-- Begin Page text --

From: Massachusetts, USA
Insane since: Mar 2000

posted posted 02-23-2002 02:12

If you're sure that a horizontal scrollbar will never be needed, you should be able to say:

body {
width:100%;
overflow:hidden;
}

Theoretically, at least; I may be wrong.

Schitzoboy
Paranoid (IV) Inmate

From: Yes
Insane since: Feb 2001

posted posted 02-23-2002 02:15

The large surrounding div I made used that exact same code and it made the images disappear. I didn't try it on the body tag though. The layouts far from complete as of yet so I'm not sure if that srollbar will be needed or not yet. that's why I was hoping for something that just let the image overflow.

Bugimus
Maniac (V) Mad Scientist

From: New California
Insane since: Mar 2000

posted posted 02-23-2002 02:15

Aaaahhhh the dreaded Horizontal Scrollbar Of Death!!!

-- End Page text --
-- Begin Data shown --

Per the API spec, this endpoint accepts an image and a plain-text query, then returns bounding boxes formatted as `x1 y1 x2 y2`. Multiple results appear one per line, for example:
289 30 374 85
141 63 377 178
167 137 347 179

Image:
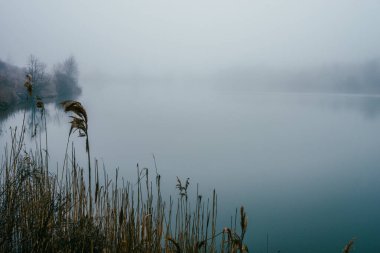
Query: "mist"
0 0 380 89
0 0 380 253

-- End Data shown --

= Written request A =
Gather every line of the records that contains the word "boxes".
= Written request B =
Carry on the forum thread about hiding the horizontal scrollbar, starting right after its last line.
The forum thread and the records have nothing to do with each other.

= Answer A =
Per the API spec, this endpoint accepts an image and a plain-text query, then returns bounding boxes formatted as `x1 y1 x2 y2`. Multiple results appear one per line, for example:

= Answer B =
But seriously, I think you just might be ok with the page as is, here's why. Your design features an orange frame on each side and your scroll bars match very well with that frame. So even with the HSOD, it actually looks like it's part of the design and I think it looks pretty darn good.

So normally the HSOD would be *much* worse than it is in this case so I would vote for not worrying too much about it.

But if you really want to lose it, I'll have to look into a few things and get back to this thread to see what's possible. I've tried similar things with limited success.

Schitzoboy
Paranoid (IV) Inmate

From: Yes
Insane since: Feb 2001

posted posted 02-23-2002 02:21

Slime: That code gets rid of the vertical scroll bar as well. damn it

Bugs: True, however, the only time the scrollbar is visible is at low resolutions, and at those low resolutions i have less pixels to waste on a scrollbar I don't need. At 1600x1200 an hbar wouldn't bother me at all, but at 800x600 I need that space.

[edit]p.s. not everyone uses IE so the scrollbar won't ALWAYS fit in [/edit]

[This message has been edited by Schitzoboy (edited 02-23-2002).]

Bugimus
Maniac (V) Mad Scientist

From: New California
Insane since: Mar 2000

posted posted 02-23-2002 03:24

Ok there are other ways to do this.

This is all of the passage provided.